■ Try it
Give back the entries verbatim.

Data entries
........

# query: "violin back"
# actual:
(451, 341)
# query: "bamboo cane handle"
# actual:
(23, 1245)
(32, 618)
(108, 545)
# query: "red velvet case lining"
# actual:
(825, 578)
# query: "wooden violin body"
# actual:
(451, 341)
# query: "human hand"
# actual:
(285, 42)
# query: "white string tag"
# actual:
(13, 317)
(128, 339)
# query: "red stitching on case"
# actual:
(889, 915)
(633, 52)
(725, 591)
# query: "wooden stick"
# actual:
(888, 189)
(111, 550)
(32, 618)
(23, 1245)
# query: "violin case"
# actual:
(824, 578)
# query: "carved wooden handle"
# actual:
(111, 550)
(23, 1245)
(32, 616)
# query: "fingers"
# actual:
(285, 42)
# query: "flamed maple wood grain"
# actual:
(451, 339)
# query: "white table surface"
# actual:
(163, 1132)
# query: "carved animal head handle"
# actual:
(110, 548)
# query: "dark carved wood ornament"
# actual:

........

■ Written solution
# query: "violin back"
# actual:
(451, 341)
# query: "bamboo cane handle"
# actual:
(23, 1245)
(32, 618)
(108, 545)
# query: "red velvet case lining"
# actual:
(825, 578)
# query: "wooden violin body"
# actual:
(451, 341)
# query: "human hand"
# actual:
(285, 42)
# query: "white string tag"
# actual:
(13, 317)
(128, 339)
# query: "red stitching on case"
# actual:
(889, 915)
(633, 52)
(725, 591)
# query: "wooden stick"
# actual:
(888, 189)
(111, 550)
(32, 618)
(23, 1245)
# query: "violin case"
# actual:
(824, 578)
# query: "carved wooden handle"
# actual:
(111, 550)
(23, 1245)
(32, 616)
# query: "fingers"
# actual:
(285, 42)
# query: "flamed maple wood grain"
# actual:
(451, 339)
# query: "white table surface"
# actual:
(163, 1132)
# query: "carved animal head handle"
# actual:
(110, 548)
# query: "dark carved wood ornament"
# actual:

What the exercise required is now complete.